# DOCUMENT EXTRACT
A man waves a flag of the Communist Party of China as people gather near Tiananmen Square during a flag-raising ceremony on China's National Day in Beijing on October 1, 2022.

A man waves a flag of the Communist Party of China as people gather near Tiananmen Square during a flag-raising ceremony on China's National Day in Beijing on October 1, 2022. NOEL CELIS/AFP via Getty Images

Is Our Competitor ‘China’ or the Chinese Communist Party?

We should carefully choose the words we use when discussing our strategic competitor.

Words, chosen deliberately, can strengthen or weaken nations. Too often, we conflate “China” and the “Chinese Communist Party,” bolstering the authoritarian regime at the expense of our own strategic goals.

Understanding why requires a bit of linguistic and cultural history. “China,” written 中國, was likely first used during the Warring States period (475-221 BCE) to refer to the central states of the Yellow River valley. During the Song Dynasty (960-1279 CE), it came to describe the civilization at large. The nation-state, however, was not called 中國, but took the name of whichever dynasty was in power at the time.

Point-per-instance localization data
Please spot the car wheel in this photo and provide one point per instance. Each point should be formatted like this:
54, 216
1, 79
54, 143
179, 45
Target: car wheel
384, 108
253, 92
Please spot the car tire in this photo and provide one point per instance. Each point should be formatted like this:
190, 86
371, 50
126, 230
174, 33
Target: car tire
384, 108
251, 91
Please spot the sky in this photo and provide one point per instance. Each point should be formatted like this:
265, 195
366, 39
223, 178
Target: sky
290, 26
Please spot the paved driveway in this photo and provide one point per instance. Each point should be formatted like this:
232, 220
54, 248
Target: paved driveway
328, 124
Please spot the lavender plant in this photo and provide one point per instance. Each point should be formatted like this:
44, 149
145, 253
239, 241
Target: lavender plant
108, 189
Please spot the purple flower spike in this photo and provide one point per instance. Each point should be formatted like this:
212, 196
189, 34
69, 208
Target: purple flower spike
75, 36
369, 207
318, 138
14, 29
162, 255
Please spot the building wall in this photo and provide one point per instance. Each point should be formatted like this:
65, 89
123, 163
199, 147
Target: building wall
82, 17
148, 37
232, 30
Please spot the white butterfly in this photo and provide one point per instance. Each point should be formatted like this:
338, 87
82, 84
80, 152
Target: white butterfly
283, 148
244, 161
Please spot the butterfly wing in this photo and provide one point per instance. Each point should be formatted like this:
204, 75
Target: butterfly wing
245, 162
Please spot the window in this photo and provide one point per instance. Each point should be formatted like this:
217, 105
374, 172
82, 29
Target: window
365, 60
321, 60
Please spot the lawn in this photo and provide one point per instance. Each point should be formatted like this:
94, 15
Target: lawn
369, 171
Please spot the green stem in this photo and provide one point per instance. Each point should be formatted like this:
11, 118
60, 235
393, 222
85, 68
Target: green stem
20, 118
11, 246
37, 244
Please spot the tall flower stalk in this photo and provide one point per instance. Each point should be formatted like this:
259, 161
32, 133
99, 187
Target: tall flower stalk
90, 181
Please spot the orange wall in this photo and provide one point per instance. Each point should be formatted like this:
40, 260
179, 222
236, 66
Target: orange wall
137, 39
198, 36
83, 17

# ASSIGNED TASK 1
According to the article on China and the Chinese Communist Party, during which period was "China" (中國) likely first used?
# ASSIGNED TASK 2
Resume the article on China and the Chinese Communist Party, picking up after its last sentence.

# TASK ANSWER 1
The Warring States period (475-221 BCE).

# TASK ANSWER 2
The dynasties are gone, but this tradition endures. In 1949, control of the traditional territory of “China” passed to the People’s Republic of China (中華人民共和國), a state ruled by the Chinese Communist Party. As understood by Chinese people, the PRC is the political power that controls the civilizational territories of China. Many Chinese-language speakers refer to the PRC as 中共 (pronounced zhong-gong), not 中國 (zhong-guo), emphasizing the second character 共, because it denotes the Communist Party.  

The CCP has long aimed to eradicate this distinction between country and party. Current leader Xi Jinping, even more than his predecessors, has striven to condition the people of China to view themselves not as members of the ancient Chinese civilization, but as cogs in the CCP machine. As explained by BBC’s Shanghai correspondent, “the Communist Party strategy has been to try to morph the Party and the machinery of government and the perception of the nation of China into one.” 

This has proven difficult. Of the 1.4 billion people in the PRC, just 95 million, or 6.7 percent, are CCP members. The Chinese people have a long history of independent thoughts and actions, far removed from centralized authority. Most identify with their locale—village, city, or province—rather than the state at large. As the Yuan Dynasty proverb goes, 天高皇帝遠 (“Heaven is high and the emperor is far away”).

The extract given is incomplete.